**EXERCISE**
Exactly as written, set down every entry once more.

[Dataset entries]

+ + +

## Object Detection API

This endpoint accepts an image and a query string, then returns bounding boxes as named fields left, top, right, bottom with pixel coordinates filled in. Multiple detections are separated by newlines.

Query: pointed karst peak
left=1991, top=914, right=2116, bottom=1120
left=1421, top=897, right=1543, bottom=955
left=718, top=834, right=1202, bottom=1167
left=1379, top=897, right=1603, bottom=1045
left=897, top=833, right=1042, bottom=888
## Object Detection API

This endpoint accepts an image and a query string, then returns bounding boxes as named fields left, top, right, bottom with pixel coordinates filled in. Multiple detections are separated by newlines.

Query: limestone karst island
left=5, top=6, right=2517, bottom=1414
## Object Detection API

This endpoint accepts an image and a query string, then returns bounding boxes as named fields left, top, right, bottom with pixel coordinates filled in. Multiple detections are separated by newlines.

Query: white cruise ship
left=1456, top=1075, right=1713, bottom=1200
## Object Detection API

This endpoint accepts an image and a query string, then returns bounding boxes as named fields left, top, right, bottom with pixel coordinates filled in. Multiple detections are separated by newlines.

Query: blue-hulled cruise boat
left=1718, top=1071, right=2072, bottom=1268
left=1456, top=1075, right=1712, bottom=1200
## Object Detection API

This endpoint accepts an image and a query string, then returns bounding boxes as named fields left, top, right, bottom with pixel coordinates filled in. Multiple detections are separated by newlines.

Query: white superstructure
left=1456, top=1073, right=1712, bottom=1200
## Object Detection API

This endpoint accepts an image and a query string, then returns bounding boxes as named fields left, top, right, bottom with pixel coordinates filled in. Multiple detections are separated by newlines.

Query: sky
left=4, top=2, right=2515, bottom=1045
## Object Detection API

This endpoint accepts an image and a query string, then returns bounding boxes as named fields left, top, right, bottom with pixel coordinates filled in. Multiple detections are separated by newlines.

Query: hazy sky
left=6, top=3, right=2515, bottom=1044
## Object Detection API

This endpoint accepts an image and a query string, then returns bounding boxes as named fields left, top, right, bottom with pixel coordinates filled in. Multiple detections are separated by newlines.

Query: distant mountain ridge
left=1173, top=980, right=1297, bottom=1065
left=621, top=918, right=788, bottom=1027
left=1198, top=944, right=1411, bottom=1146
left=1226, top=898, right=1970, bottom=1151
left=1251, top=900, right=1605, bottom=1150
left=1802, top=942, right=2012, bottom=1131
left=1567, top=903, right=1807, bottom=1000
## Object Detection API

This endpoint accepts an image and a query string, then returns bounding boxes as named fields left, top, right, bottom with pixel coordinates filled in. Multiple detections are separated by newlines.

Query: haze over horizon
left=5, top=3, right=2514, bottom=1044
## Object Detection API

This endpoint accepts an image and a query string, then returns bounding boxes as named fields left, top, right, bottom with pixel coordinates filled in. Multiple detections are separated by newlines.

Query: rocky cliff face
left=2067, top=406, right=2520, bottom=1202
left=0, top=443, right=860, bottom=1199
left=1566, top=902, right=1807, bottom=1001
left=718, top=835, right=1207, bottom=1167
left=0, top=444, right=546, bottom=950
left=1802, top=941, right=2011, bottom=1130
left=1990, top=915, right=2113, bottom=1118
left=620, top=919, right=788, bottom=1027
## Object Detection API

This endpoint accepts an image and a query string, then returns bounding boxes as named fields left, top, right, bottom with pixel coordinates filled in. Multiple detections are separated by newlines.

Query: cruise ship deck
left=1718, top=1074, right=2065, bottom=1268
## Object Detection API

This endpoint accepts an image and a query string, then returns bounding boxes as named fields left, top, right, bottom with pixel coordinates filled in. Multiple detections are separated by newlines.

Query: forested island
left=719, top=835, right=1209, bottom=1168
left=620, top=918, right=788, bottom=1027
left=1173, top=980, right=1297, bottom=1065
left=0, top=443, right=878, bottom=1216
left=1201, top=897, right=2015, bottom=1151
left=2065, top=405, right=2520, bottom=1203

+ + +

**TASK RESULT**
## Object Detection API

This endpoint accepts an image and a query string, then returns bounding boxes as named fields left, top, right, bottom with pixel coordinates filled in. Multiple detections are separated by newlines.

Query: pointed karst peak
left=1991, top=914, right=2116, bottom=1120
left=1421, top=897, right=1543, bottom=955
left=718, top=834, right=1202, bottom=1167
left=1379, top=897, right=1603, bottom=1045
left=897, top=833, right=1042, bottom=888
## Object Detection API

This endpoint accepts an image and a query string, then returns bounding boxes as named fields left, top, right, bottom with pixel coordinates filled in. Multiple detections are separated by newlines.

Query: limestone karst island
left=5, top=6, right=2517, bottom=1414
## Object Detection API

This endpoint accepts an image and a query string, then returns bounding boxes as named fields left, top, right, bottom with pixel coordinates filled in. Multiple detections are separated by newlines.

Query: white cruise ship
left=1456, top=1075, right=1713, bottom=1200
## Object Detection API

This endpoint accepts an image and a query string, then returns bounding boxes as named fields left, top, right, bottom with pixel coordinates filled in. Multiple detections are separated by newlines.

Query: blue-hulled cruise boat
left=1718, top=1071, right=2072, bottom=1268
left=1456, top=1075, right=1712, bottom=1200
## Object Detection API

This endpoint accepts an image and a query string, then returns bounding boxes as named fields left, top, right, bottom with pixel coordinates filled in. Multiple detections are separated by newlines.

Query: white superstructure
left=1456, top=1073, right=1712, bottom=1200
## Object Detection API

This endpoint accepts an image and a query string, then returns bounding boxes as named fields left, top, right, bottom with pixel coordinates filled in. Multiple detections are separated by newlines.

Query: sky
left=4, top=2, right=2515, bottom=1045
## Object Detection API

This endpoint accepts an image and a query string, then returns bounding boxes as named fields left, top, right, bottom with pixel coordinates filled in. Multiple detections are separated by newlines.

Query: hazy sky
left=6, top=3, right=2515, bottom=1044
## Object Detection API

This endpoint accepts an image and a query string, then returns bounding boxes as named fields left, top, right, bottom with pixel coordinates filled in. Multiple detections are separated by newlines.

Query: distant mountain ridge
left=1173, top=980, right=1297, bottom=1065
left=621, top=918, right=788, bottom=1027
left=1198, top=944, right=1411, bottom=1146
left=1226, top=898, right=1970, bottom=1151
left=1251, top=900, right=1605, bottom=1150
left=1802, top=942, right=2012, bottom=1131
left=1567, top=903, right=1807, bottom=1000
## Object Detection API

This endpoint accepts an image and a query string, then returns bounding boxes as named fields left, top, right, bottom with pixel coordinates filled in. Multiple detections are separated by newlines.

Query: haze over horizon
left=5, top=3, right=2514, bottom=1044
## Object Detection API

This endpoint accepts an image and a query string, then returns bounding boxes as named fields left, top, right, bottom with pixel coordinates filled in. Multiple detections are separated by newlines.

Query: rocky cliff face
left=2067, top=406, right=2520, bottom=1202
left=0, top=443, right=860, bottom=1199
left=1566, top=902, right=1807, bottom=1001
left=718, top=835, right=1207, bottom=1167
left=0, top=444, right=546, bottom=950
left=1802, top=941, right=2011, bottom=1130
left=1990, top=915, right=2113, bottom=1118
left=620, top=919, right=788, bottom=1027
## Object Detection API

This endpoint accepts an image and a query string, then returns bounding boxes as named fields left, top, right, bottom with pixel coordinates filled in. Multiple detections are separated by newlines.

Query: cruise ship deck
left=1718, top=1074, right=2065, bottom=1268
## Object Detection API

This endpoint accepts an image and a query string, then returns bounding boxes as named fields left, top, right, bottom with pixel coordinates filled in. Multiple detections are separated by newlines.

Query: forested island
left=719, top=835, right=1209, bottom=1168
left=620, top=918, right=788, bottom=1027
left=1173, top=980, right=1297, bottom=1065
left=0, top=443, right=878, bottom=1216
left=1201, top=897, right=2015, bottom=1151
left=2065, top=405, right=2520, bottom=1203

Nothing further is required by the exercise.